### Passage
"""

Oncologic Surgery in Small Animals
In order for surgical tumor removal to be successful, the surgeon need to have as much information as possible regarding the biologic behavior that can be expected of the tumor and the location of tumor cells, including the extent of the tumor in the surgery field, and the possibility of spread (metastasis).
What type and grade is the tumor?
Different types of tumors behave biologically very different. Some tend to grow very invasively, similar to a plant growing long roots in all direction. Some types of tumors tend to spread to distant places and organs (metastasize) rather than to grow invasively. A correct diagnosis of tumor type is very important for the surgeon in the planning of the surgical margins. An invasive tumor type is ideally removed with at least 3 centimeter margins (or roughly 1 inches) in all directions, including depth. That means that if the tumor itself is 2 inches in diameter, the tissue removed exceeds 4.5 inches in diameter. Therefore, wide or radical surgery often entails amputation if the tumor is located on or near an extremity. A tumor on the head might require removal of parts of the jaw or an eye to achieve clean margins.
If a surgeon is working together with an oncologist, such as at WSU-VTH, the oncologist has often obtained tissue samples (biopsies), by a smaller surgical procedure, to diagnose the tumor by histopathological examination before the final surgery. From a biopsy the tumor type can often be clarified, and in many types of tumors the pathologist can also give a grade, or an estimation of how aggressive the individual tumor is. Both the type and the grade of tumor are important when surgical margins are planned.
Where is the tumor?
Often the surgeon can only appreciate the most peripheral part of a tumor, the part that is visible externally. It is very valuable to know if the tumor is growing close to or even into important organs deep to the visible part. Diagnostic imaging is in general necessary for this reason. Regular x-rays are a good way to evaluate if bone is affected. However, the soft tissues are hard to evaluate from x-rays and computerized tomography or magnetic resonance imaging (MRI) are often better. The latter, MRI, is superior in the resolution of different soft tissues. An MRI can often give a good idea of how invasive the surgery needs to be.

"""

### How to complete this task
Duplicate the part of the small-animal tumor surgery text between "If a surgeon" and "Where is the tumor?", inclusive. The entries after this are separate material, unrelated to the small-animal tumor surgery text.

### Grounding data backed by images
"""

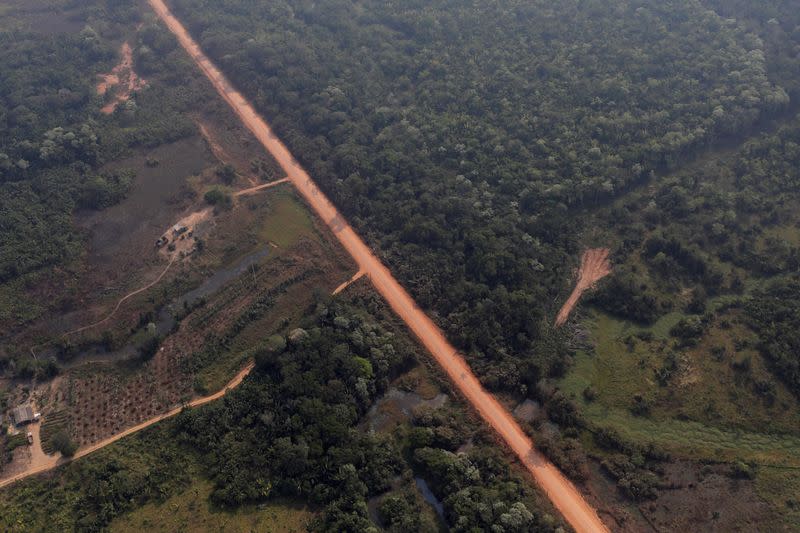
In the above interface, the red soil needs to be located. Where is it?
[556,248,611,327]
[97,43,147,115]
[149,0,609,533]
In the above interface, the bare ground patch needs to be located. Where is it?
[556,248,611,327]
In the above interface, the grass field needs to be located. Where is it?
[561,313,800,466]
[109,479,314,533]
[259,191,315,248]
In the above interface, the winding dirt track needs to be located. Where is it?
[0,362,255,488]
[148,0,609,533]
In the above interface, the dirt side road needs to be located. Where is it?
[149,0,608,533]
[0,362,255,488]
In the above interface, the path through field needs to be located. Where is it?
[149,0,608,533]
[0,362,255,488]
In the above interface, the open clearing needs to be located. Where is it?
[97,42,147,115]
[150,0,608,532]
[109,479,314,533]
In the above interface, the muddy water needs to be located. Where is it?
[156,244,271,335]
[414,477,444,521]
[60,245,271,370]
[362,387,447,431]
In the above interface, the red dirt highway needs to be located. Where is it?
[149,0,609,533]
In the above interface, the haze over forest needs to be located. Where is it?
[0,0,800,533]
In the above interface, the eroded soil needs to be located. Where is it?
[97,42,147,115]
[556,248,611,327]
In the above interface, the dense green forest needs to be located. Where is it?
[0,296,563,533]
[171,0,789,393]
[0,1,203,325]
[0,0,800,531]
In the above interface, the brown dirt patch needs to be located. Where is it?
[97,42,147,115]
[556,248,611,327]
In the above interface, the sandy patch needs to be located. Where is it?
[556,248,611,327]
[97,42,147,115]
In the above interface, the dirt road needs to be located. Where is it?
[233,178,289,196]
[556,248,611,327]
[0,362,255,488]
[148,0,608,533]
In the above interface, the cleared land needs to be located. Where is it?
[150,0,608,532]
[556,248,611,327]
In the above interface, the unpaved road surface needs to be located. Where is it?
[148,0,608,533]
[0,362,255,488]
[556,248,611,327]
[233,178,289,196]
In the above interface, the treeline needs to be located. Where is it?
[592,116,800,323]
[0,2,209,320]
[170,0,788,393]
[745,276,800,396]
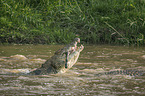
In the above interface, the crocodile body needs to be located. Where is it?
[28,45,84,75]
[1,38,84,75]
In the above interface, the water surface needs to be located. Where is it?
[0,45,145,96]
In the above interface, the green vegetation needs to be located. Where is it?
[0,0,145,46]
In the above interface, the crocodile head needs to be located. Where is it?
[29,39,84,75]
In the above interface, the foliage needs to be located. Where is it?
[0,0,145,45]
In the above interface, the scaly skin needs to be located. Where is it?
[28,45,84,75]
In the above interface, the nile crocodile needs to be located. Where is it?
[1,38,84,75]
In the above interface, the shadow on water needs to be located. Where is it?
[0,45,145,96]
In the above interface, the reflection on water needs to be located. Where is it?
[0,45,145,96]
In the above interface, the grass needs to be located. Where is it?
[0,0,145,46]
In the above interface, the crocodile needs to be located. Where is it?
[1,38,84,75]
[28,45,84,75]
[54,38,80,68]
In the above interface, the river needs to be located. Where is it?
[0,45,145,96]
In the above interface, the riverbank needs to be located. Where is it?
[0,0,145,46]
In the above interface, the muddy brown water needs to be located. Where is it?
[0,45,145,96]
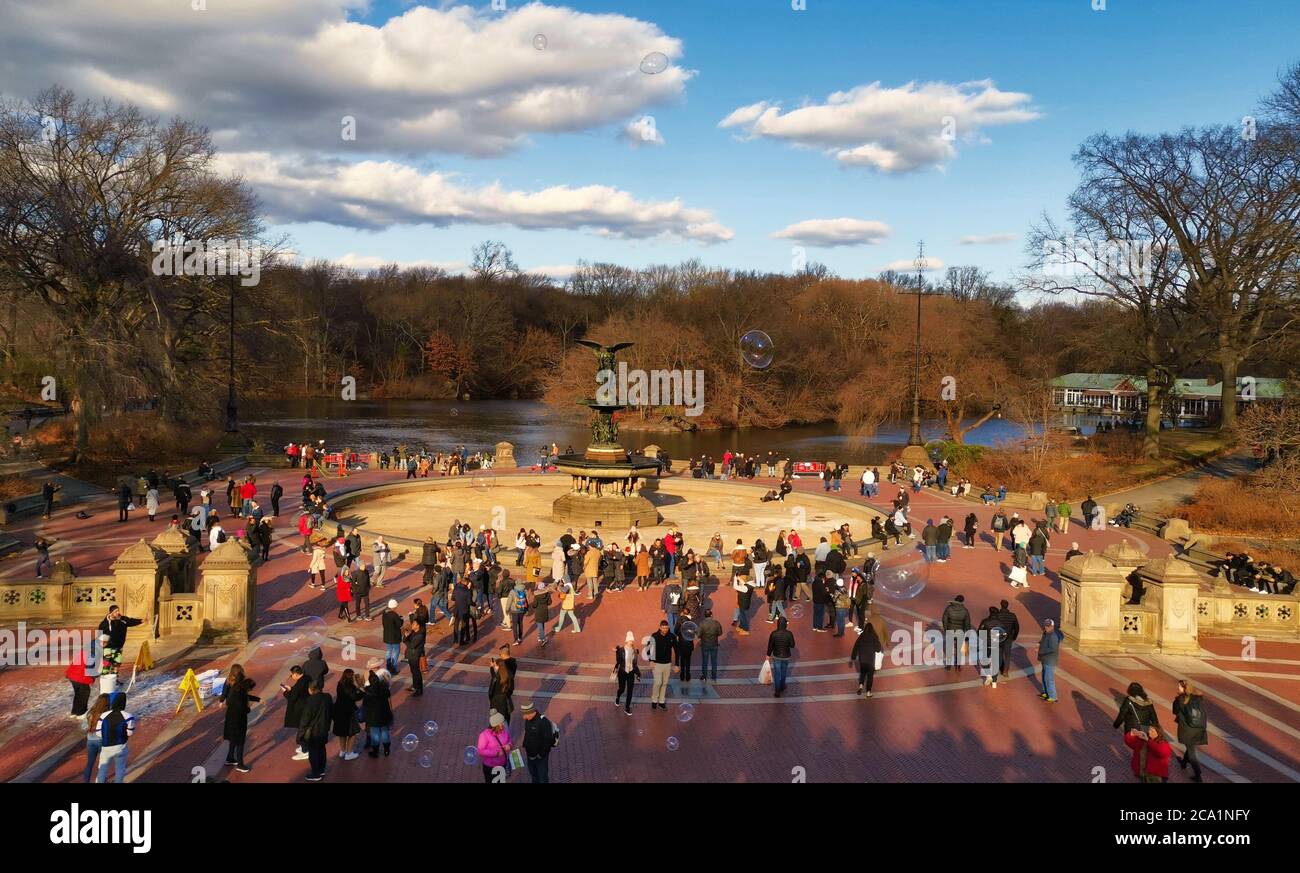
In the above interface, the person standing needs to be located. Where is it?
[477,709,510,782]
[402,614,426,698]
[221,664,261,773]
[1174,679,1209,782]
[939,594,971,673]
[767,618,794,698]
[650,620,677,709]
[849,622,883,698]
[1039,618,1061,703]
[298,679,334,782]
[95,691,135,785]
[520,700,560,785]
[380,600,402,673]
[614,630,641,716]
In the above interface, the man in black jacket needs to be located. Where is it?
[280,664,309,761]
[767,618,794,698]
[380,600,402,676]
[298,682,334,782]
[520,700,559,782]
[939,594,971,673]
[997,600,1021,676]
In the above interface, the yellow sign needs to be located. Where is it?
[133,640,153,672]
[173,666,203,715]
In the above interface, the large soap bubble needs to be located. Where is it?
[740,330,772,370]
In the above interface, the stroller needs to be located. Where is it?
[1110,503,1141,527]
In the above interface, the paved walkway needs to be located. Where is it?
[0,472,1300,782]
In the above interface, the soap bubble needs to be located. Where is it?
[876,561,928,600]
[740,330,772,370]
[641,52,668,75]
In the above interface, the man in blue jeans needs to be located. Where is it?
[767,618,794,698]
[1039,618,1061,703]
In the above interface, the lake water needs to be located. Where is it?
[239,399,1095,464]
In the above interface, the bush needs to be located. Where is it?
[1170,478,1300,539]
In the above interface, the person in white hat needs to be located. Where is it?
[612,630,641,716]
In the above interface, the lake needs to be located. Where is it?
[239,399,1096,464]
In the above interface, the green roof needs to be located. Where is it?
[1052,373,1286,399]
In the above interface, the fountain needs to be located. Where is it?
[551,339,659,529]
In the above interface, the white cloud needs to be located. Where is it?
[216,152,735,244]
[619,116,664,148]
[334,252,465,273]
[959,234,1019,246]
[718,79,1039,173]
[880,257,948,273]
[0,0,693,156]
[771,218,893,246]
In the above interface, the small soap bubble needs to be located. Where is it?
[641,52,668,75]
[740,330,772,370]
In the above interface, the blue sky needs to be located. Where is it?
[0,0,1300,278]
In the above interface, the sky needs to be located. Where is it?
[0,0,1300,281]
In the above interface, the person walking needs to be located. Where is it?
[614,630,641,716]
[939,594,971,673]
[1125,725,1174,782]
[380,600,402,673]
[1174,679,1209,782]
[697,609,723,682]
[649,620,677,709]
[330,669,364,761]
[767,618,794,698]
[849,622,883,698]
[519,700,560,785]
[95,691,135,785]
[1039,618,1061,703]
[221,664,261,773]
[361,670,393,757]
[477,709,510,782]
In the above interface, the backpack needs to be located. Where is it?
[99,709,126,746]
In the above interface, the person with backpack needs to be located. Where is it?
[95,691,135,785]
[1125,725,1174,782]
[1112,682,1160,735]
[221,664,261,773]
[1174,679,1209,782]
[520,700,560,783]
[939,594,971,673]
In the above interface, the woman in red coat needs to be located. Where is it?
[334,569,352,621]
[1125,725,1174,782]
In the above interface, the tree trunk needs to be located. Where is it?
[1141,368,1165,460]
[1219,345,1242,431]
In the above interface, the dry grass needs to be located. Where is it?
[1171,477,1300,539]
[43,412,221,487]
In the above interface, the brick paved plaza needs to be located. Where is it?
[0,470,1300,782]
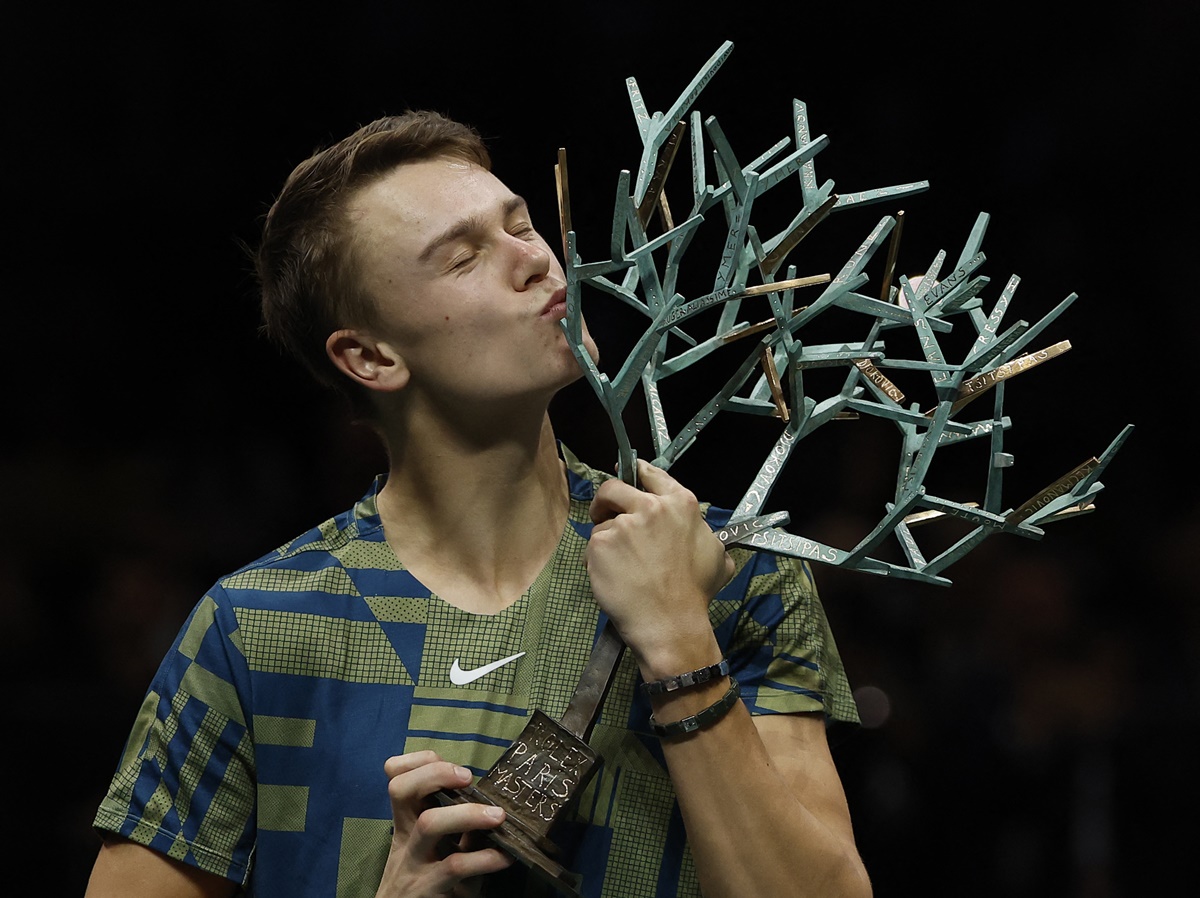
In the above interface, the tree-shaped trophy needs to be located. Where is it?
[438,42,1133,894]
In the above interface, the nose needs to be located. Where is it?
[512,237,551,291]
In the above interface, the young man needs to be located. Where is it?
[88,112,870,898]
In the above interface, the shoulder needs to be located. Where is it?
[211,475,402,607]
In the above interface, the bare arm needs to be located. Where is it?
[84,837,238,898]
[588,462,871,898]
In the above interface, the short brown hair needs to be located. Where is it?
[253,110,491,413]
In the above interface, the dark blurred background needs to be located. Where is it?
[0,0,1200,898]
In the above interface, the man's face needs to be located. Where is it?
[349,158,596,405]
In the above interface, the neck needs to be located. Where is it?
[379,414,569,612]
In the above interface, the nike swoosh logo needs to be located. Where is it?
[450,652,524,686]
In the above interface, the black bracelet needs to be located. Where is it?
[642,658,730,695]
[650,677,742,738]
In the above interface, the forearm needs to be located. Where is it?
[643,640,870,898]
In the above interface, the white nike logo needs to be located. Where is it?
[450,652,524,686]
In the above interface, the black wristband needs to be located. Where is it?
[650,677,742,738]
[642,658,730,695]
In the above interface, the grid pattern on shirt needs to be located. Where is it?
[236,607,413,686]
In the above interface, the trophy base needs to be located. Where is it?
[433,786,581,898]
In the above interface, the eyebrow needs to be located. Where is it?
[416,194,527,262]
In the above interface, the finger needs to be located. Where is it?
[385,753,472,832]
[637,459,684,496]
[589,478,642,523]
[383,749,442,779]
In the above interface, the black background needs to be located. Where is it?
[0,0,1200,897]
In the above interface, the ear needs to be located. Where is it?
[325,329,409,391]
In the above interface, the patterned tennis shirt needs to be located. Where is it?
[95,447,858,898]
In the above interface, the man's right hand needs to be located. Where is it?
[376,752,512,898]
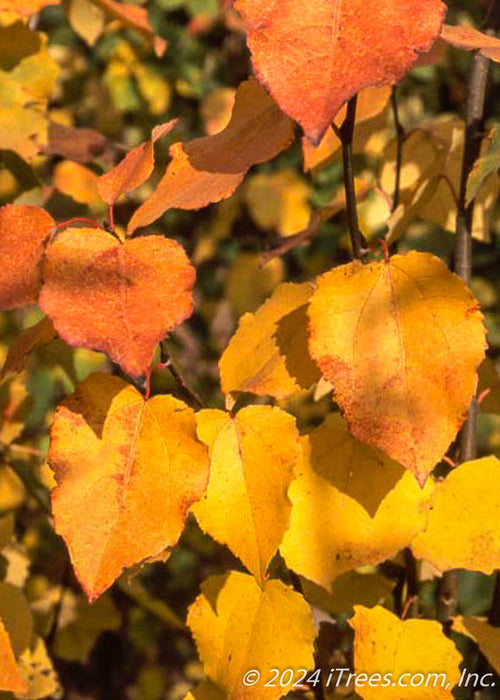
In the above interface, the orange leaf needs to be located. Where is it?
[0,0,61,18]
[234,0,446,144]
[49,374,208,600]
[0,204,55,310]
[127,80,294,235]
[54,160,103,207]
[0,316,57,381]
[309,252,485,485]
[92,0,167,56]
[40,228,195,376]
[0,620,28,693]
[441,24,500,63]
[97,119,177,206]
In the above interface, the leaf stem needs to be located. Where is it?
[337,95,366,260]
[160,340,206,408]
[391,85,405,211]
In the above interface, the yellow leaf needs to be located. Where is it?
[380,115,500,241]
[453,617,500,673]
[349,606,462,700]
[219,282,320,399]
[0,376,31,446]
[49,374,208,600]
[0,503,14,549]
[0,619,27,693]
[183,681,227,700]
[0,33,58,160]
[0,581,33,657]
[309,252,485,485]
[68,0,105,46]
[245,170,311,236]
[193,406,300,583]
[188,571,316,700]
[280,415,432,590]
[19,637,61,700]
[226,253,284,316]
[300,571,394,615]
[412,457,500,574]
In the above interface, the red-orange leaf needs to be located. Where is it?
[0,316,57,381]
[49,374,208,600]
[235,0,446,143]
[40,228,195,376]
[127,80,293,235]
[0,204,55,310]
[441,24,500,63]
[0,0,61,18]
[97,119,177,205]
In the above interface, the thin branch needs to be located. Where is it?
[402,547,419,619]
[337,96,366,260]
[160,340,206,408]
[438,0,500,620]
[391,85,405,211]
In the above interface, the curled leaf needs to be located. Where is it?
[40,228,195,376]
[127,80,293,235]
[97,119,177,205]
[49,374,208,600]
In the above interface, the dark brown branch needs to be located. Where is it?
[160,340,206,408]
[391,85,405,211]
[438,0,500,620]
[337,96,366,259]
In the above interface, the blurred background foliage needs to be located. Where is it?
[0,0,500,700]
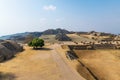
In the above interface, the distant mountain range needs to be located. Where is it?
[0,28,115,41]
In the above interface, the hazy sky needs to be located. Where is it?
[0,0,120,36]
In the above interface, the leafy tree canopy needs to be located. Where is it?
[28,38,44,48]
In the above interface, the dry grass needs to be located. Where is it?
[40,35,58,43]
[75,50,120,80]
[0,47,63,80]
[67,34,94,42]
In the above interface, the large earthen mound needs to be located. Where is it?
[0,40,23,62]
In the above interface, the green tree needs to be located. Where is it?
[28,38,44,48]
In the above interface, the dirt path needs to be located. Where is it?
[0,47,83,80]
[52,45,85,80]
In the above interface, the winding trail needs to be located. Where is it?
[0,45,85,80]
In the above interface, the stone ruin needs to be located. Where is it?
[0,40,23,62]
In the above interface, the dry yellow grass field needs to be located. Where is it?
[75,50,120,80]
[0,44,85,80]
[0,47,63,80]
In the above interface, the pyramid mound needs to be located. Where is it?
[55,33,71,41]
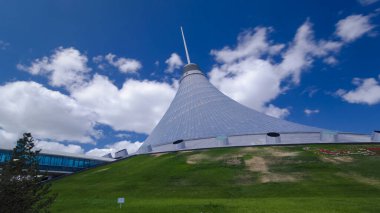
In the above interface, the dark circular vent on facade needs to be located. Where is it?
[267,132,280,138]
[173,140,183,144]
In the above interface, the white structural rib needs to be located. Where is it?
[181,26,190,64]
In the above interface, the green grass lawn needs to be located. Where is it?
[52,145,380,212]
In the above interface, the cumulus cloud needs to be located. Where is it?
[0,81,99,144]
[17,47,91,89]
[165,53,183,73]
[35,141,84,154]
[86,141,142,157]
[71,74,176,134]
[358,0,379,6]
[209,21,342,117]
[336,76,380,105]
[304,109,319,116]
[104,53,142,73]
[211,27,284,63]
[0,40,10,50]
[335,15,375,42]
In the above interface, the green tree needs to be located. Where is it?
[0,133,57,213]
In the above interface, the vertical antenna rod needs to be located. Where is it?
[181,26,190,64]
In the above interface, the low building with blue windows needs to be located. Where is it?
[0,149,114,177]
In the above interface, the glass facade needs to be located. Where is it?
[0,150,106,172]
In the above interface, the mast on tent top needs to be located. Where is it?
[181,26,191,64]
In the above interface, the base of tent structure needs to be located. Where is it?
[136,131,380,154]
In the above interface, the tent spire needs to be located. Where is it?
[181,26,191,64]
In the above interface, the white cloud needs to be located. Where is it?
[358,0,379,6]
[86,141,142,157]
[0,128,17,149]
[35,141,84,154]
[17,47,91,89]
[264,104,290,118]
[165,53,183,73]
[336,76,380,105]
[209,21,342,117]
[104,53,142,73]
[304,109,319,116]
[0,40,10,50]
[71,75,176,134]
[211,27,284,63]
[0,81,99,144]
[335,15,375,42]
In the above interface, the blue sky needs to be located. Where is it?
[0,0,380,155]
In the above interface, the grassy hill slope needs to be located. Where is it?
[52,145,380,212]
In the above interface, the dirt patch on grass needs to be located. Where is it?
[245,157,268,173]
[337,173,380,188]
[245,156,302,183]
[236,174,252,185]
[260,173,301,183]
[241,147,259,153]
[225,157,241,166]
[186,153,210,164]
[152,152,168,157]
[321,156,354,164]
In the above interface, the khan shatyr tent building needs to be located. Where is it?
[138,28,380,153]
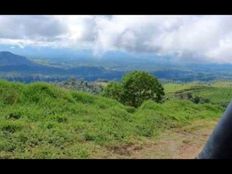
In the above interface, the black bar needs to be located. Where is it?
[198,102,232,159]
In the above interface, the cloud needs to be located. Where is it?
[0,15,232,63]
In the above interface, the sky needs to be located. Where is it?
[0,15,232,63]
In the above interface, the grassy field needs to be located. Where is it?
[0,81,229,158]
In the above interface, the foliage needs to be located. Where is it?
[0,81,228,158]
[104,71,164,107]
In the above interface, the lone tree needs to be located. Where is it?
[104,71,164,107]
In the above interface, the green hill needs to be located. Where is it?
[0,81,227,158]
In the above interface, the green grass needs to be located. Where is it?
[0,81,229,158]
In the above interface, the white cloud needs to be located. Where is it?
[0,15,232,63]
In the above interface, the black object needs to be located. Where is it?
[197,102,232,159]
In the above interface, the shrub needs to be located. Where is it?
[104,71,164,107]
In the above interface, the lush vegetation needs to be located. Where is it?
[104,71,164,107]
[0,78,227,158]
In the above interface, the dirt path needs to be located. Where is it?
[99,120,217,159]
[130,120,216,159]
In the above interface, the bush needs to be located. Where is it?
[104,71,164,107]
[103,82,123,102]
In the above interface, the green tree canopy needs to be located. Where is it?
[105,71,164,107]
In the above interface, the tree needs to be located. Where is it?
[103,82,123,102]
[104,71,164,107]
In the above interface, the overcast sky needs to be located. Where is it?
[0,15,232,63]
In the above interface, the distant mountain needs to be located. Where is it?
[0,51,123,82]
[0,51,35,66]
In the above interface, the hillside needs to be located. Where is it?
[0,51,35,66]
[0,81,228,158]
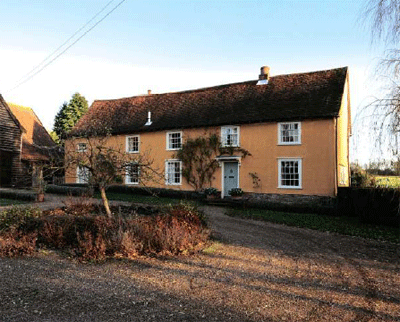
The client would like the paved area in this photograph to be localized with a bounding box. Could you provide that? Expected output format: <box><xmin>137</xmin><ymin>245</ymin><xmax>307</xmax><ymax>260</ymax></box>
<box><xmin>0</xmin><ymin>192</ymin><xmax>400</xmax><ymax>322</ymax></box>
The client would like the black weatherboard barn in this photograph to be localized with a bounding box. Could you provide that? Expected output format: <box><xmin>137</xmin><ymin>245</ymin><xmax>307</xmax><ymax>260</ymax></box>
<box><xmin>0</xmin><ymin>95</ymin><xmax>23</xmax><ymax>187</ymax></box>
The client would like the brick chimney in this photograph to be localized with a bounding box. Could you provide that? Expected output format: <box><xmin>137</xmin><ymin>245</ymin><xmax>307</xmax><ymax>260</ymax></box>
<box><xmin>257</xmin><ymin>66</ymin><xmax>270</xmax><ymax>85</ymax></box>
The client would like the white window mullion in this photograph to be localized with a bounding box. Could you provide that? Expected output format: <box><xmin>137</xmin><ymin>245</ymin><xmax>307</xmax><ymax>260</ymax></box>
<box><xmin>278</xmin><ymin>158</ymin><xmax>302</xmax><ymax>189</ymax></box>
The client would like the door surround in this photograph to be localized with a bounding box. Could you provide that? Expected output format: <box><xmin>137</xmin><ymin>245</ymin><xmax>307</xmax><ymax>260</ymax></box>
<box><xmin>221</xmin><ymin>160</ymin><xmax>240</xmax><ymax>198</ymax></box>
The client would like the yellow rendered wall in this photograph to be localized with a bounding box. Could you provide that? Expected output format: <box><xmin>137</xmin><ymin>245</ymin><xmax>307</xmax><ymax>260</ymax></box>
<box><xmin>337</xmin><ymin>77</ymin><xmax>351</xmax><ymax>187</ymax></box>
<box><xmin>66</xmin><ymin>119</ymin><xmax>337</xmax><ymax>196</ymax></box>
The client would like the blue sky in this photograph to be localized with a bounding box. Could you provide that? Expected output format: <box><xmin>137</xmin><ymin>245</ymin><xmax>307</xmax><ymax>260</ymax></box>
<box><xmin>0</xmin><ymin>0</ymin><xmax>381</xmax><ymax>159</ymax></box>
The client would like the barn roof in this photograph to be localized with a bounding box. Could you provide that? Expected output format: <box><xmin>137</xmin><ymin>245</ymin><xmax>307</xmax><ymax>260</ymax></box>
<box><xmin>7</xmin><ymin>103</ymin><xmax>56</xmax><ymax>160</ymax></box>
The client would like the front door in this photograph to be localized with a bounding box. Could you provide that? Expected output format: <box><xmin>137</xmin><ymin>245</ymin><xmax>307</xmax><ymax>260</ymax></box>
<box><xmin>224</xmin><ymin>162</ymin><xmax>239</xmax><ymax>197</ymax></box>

"""

### Result of the task
If a surgeon is working together with an oncologist, such as at WSU-VTH, the oncologist has often obtained tissue samples (biopsies), by a smaller surgical procedure, to diagnose the tumor by histopathological examination before the final surgery. From a biopsy the tumor type can often be clarified, and in many types of tumors the pathologist can also give a grade, or an estimation of how aggressive the individual tumor is. Both the type and the grade of tumor are important when surgical margins are planned.
Where is the tumor?